Can you render the lines of the listing below as a JSON list of strings, one string per line with blank lines left out, starting at the line containing "Task: in the photo above, where can the statue's face" and ending at the line containing "x=82, y=158", both included? Cover only those lines.

⁂

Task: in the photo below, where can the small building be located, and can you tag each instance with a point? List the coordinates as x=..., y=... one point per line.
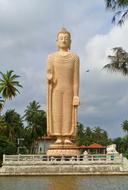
x=94, y=149
x=43, y=144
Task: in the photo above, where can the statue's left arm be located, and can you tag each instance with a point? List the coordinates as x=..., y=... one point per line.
x=76, y=101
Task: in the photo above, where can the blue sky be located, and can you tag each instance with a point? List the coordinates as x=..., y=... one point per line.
x=28, y=31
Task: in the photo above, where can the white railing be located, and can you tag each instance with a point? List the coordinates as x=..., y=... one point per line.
x=83, y=158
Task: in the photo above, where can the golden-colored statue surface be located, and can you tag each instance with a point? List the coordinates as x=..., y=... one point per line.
x=63, y=90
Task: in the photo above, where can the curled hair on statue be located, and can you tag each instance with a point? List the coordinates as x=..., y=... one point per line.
x=63, y=30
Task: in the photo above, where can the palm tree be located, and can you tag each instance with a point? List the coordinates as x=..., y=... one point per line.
x=14, y=125
x=120, y=8
x=119, y=61
x=1, y=104
x=9, y=84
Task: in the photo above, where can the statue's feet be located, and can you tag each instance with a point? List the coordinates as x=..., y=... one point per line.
x=67, y=141
x=58, y=141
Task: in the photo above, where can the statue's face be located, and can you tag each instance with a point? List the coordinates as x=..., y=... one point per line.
x=63, y=41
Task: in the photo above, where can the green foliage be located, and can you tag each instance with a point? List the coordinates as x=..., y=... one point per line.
x=118, y=61
x=9, y=84
x=124, y=126
x=6, y=147
x=120, y=9
x=14, y=125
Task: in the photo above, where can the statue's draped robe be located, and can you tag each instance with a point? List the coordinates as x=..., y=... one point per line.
x=61, y=114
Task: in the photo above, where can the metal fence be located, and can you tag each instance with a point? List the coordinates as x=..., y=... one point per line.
x=82, y=158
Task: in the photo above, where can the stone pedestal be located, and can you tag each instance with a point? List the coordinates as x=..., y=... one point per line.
x=63, y=150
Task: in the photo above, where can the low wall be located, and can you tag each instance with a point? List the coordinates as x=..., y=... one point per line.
x=64, y=167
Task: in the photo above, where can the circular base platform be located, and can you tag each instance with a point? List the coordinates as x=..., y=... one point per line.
x=63, y=150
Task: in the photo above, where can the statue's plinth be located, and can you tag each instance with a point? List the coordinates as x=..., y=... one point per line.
x=63, y=150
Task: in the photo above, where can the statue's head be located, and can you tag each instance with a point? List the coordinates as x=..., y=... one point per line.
x=63, y=39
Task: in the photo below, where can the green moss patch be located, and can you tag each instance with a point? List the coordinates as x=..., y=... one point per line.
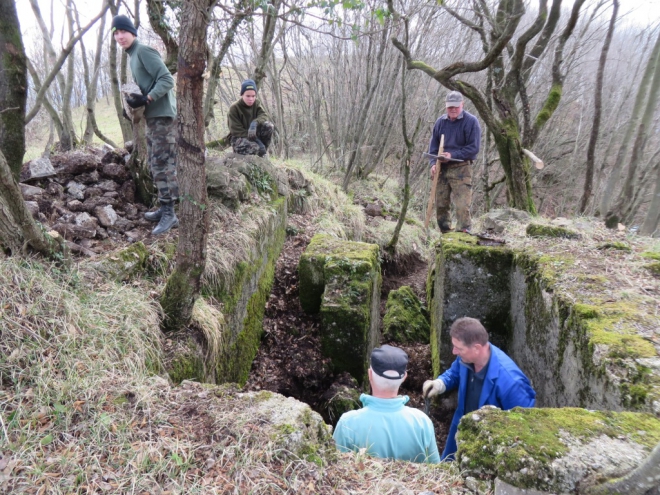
x=341, y=280
x=520, y=445
x=406, y=319
x=538, y=230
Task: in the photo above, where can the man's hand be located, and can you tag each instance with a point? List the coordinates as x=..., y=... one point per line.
x=252, y=131
x=137, y=100
x=433, y=387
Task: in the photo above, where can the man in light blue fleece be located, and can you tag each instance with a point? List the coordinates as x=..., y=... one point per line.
x=386, y=427
x=483, y=374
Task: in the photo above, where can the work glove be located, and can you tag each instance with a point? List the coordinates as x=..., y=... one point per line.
x=137, y=100
x=433, y=387
x=252, y=131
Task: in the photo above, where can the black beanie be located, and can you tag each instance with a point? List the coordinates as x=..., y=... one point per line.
x=124, y=23
x=248, y=84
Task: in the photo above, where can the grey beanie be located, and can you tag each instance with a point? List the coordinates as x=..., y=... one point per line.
x=248, y=84
x=124, y=23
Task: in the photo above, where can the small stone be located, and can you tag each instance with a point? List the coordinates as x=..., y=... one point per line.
x=106, y=214
x=37, y=169
x=76, y=190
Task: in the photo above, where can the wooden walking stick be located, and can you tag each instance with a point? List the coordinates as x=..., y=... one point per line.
x=434, y=184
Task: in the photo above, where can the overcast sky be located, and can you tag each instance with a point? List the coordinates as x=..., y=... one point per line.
x=640, y=12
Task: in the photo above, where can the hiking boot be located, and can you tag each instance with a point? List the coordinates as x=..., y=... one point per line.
x=262, y=148
x=168, y=219
x=154, y=216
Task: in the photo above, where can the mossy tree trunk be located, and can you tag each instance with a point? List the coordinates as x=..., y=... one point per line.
x=13, y=88
x=17, y=227
x=243, y=9
x=598, y=97
x=644, y=480
x=624, y=208
x=405, y=161
x=183, y=285
x=512, y=126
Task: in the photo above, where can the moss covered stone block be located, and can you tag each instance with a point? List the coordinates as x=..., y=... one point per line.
x=468, y=280
x=341, y=280
x=406, y=319
x=575, y=354
x=554, y=450
x=124, y=264
x=538, y=230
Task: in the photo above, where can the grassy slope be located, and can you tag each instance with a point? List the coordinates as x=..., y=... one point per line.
x=84, y=407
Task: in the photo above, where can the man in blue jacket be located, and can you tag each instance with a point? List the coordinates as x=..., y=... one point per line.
x=483, y=374
x=157, y=96
x=461, y=147
x=385, y=426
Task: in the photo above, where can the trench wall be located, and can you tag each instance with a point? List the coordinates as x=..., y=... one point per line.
x=243, y=302
x=549, y=337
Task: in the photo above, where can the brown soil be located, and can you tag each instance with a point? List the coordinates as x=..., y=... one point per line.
x=290, y=361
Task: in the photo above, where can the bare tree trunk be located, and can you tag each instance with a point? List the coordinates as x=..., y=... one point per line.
x=55, y=70
x=91, y=82
x=126, y=130
x=638, y=107
x=13, y=88
x=620, y=212
x=645, y=478
x=29, y=232
x=160, y=25
x=595, y=128
x=270, y=23
x=68, y=140
x=241, y=13
x=54, y=116
x=183, y=285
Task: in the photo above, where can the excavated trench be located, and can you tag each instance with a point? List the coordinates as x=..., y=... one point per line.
x=289, y=360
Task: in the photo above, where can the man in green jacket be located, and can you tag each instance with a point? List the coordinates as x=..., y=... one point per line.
x=156, y=84
x=249, y=128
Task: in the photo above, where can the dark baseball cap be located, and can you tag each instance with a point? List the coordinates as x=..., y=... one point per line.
x=388, y=358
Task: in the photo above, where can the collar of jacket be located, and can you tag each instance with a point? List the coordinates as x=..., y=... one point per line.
x=460, y=116
x=385, y=405
x=133, y=47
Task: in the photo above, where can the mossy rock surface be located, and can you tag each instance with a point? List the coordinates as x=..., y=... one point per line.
x=341, y=280
x=124, y=264
x=553, y=450
x=323, y=249
x=538, y=230
x=406, y=318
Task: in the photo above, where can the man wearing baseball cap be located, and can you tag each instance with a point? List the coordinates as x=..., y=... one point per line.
x=461, y=147
x=385, y=426
x=156, y=95
x=249, y=129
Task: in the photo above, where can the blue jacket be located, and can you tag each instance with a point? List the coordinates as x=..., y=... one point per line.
x=462, y=136
x=505, y=386
x=388, y=429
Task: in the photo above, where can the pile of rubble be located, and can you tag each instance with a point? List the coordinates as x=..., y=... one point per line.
x=87, y=197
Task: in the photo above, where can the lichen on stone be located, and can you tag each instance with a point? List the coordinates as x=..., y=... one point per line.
x=538, y=230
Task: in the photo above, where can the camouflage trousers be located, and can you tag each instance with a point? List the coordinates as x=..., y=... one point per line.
x=161, y=155
x=455, y=183
x=243, y=146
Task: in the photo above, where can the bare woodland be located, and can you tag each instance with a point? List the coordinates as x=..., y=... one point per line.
x=353, y=88
x=557, y=79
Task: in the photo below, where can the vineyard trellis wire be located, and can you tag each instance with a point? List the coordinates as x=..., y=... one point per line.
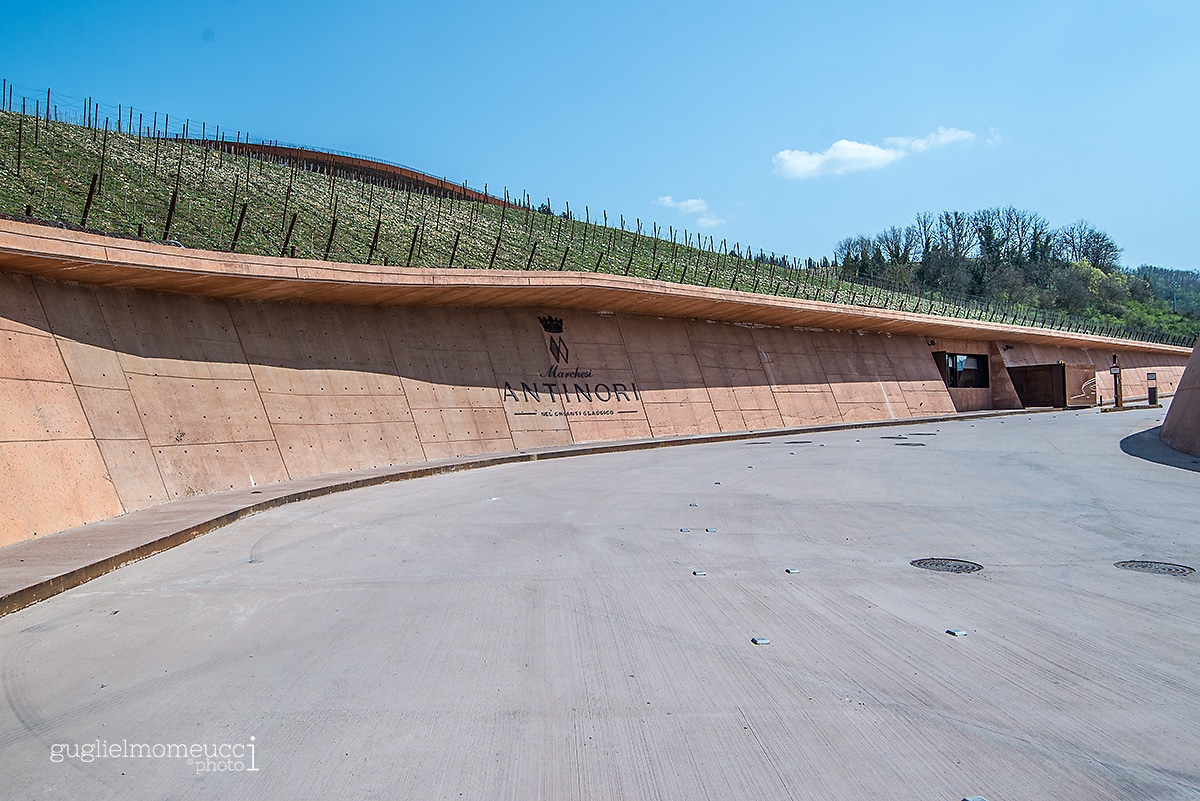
x=208, y=193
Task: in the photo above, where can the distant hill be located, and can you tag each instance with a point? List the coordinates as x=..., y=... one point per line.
x=309, y=204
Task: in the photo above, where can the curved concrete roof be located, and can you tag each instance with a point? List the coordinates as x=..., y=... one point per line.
x=88, y=258
x=540, y=631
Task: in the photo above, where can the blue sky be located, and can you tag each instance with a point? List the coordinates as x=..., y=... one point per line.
x=783, y=126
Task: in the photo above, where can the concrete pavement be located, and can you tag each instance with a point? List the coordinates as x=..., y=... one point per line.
x=538, y=631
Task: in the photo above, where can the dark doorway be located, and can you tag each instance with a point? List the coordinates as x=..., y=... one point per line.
x=1055, y=385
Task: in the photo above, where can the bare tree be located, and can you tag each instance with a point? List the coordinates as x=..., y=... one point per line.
x=1079, y=241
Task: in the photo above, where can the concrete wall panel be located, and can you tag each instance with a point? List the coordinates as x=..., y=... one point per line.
x=40, y=410
x=19, y=307
x=185, y=410
x=131, y=397
x=1181, y=428
x=135, y=473
x=196, y=469
x=52, y=485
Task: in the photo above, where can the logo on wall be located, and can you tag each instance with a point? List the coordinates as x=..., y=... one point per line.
x=557, y=345
x=561, y=391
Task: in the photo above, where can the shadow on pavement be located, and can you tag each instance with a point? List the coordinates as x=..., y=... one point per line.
x=1146, y=445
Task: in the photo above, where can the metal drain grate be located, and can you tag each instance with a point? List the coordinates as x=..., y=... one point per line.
x=947, y=565
x=1162, y=568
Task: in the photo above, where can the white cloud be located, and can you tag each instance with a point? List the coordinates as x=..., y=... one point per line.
x=845, y=156
x=690, y=206
x=693, y=206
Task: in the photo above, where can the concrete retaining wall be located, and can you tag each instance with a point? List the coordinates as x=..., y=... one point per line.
x=133, y=373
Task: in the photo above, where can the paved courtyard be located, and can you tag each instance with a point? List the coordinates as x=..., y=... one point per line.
x=581, y=628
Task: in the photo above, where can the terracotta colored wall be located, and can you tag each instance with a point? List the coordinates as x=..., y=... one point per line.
x=1134, y=366
x=1181, y=428
x=114, y=399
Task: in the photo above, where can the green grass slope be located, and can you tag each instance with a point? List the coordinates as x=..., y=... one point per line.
x=202, y=197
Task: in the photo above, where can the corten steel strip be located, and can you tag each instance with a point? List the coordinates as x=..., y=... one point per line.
x=46, y=588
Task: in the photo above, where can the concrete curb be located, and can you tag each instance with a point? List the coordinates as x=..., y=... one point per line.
x=48, y=586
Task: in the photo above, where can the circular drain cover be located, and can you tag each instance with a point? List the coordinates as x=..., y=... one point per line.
x=947, y=565
x=1162, y=568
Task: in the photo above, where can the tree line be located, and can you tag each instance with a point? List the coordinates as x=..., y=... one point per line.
x=1014, y=256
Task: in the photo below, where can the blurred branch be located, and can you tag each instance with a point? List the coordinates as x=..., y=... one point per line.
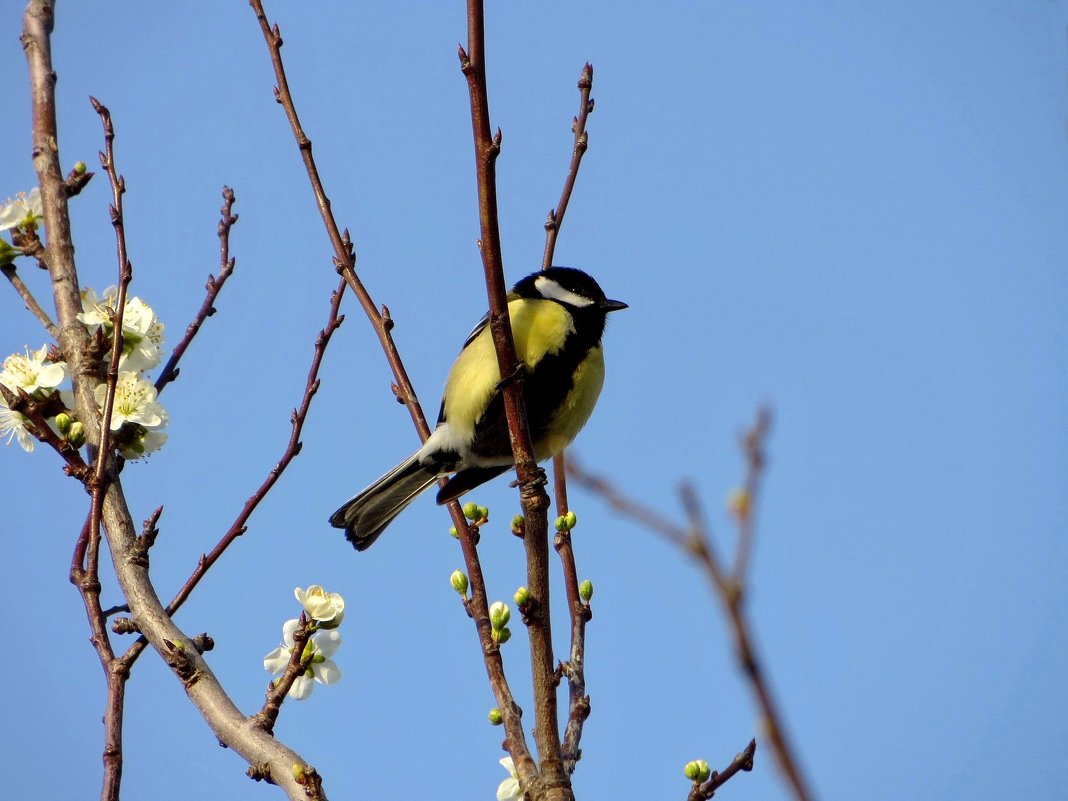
x=31, y=302
x=729, y=584
x=214, y=286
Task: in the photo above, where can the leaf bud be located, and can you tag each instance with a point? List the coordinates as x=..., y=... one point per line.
x=459, y=582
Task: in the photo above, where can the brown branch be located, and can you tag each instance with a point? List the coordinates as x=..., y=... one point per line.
x=31, y=302
x=728, y=584
x=382, y=324
x=214, y=286
x=279, y=688
x=551, y=780
x=293, y=448
x=741, y=763
x=580, y=613
x=104, y=467
x=581, y=142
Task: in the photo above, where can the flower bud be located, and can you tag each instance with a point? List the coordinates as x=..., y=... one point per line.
x=459, y=582
x=499, y=615
x=77, y=434
x=586, y=590
x=697, y=771
x=738, y=502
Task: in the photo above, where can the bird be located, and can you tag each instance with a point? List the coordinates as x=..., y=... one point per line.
x=558, y=318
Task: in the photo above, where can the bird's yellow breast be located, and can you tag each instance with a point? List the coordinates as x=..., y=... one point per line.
x=538, y=327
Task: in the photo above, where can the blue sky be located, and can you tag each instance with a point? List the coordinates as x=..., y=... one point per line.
x=853, y=213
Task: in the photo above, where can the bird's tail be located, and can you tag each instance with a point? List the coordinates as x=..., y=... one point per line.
x=366, y=515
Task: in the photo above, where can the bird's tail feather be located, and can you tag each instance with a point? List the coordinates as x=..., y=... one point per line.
x=366, y=515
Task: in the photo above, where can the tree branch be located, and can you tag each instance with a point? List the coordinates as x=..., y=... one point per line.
x=214, y=286
x=728, y=584
x=31, y=302
x=551, y=781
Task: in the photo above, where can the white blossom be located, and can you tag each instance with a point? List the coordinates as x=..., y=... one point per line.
x=32, y=371
x=13, y=425
x=323, y=670
x=142, y=331
x=327, y=609
x=22, y=211
x=135, y=402
x=509, y=789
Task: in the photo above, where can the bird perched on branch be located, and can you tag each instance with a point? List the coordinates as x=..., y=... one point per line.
x=558, y=317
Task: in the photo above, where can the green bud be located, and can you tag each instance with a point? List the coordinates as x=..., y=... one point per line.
x=77, y=434
x=697, y=771
x=8, y=253
x=586, y=590
x=499, y=615
x=459, y=582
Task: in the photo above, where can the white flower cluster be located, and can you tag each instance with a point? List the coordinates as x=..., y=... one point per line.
x=22, y=211
x=136, y=402
x=22, y=215
x=137, y=418
x=325, y=610
x=36, y=376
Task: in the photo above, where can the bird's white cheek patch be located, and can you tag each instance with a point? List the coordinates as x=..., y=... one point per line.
x=549, y=288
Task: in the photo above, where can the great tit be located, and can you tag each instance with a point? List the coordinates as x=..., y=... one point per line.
x=558, y=317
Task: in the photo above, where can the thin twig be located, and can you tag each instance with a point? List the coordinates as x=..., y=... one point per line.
x=581, y=142
x=100, y=468
x=580, y=613
x=741, y=763
x=293, y=448
x=727, y=584
x=382, y=323
x=214, y=286
x=278, y=689
x=551, y=780
x=31, y=302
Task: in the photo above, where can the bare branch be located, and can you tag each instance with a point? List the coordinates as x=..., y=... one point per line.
x=741, y=763
x=550, y=780
x=214, y=286
x=382, y=324
x=727, y=584
x=581, y=142
x=31, y=302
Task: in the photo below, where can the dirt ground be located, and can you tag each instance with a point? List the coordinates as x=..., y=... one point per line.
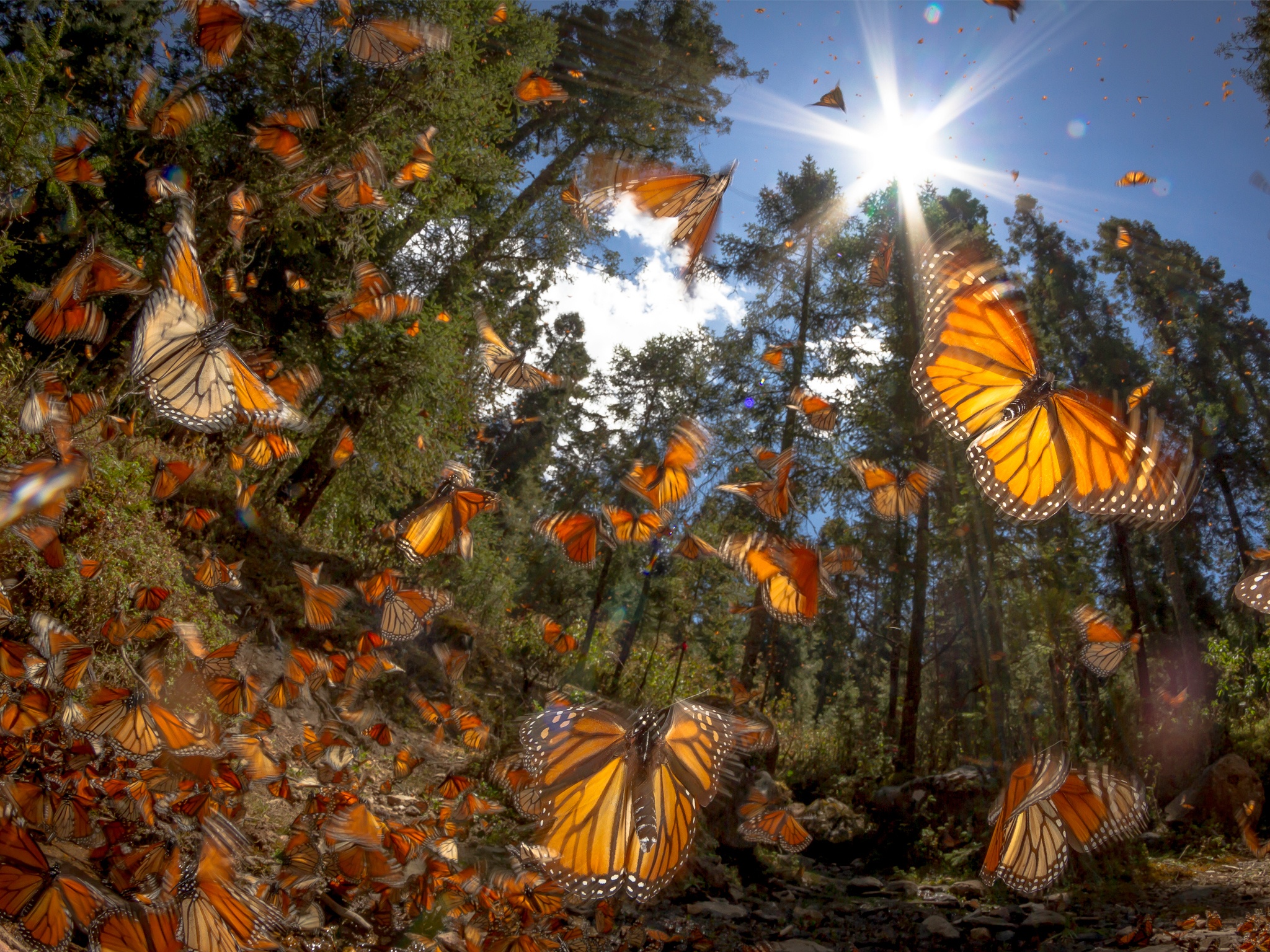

⁂

Result for this task —
[
  "Task: in the photo above, where can the statue's face be located, and can you tag each instance with a point? List the coordinates as x=..., y=... one point per line.",
  "x=63, y=41",
  "Task: in the photo above, where can the green foliage be located, and can you tag each instance with a point? List the coordinates as x=..., y=... one point per line.",
  "x=118, y=61",
  "x=9, y=84",
  "x=124, y=126",
  "x=6, y=147",
  "x=120, y=9",
  "x=14, y=125",
  "Task: in the photo above, where can the statue's draped robe be located, and can you tag each instance with a point? List the coordinates as x=..., y=... one point per line.",
  "x=61, y=114",
  "Task: in the photo above, where can the metal fence be located, and can you tag each instance with a point? List the coordinates as x=..., y=... one point per line.",
  "x=82, y=158"
]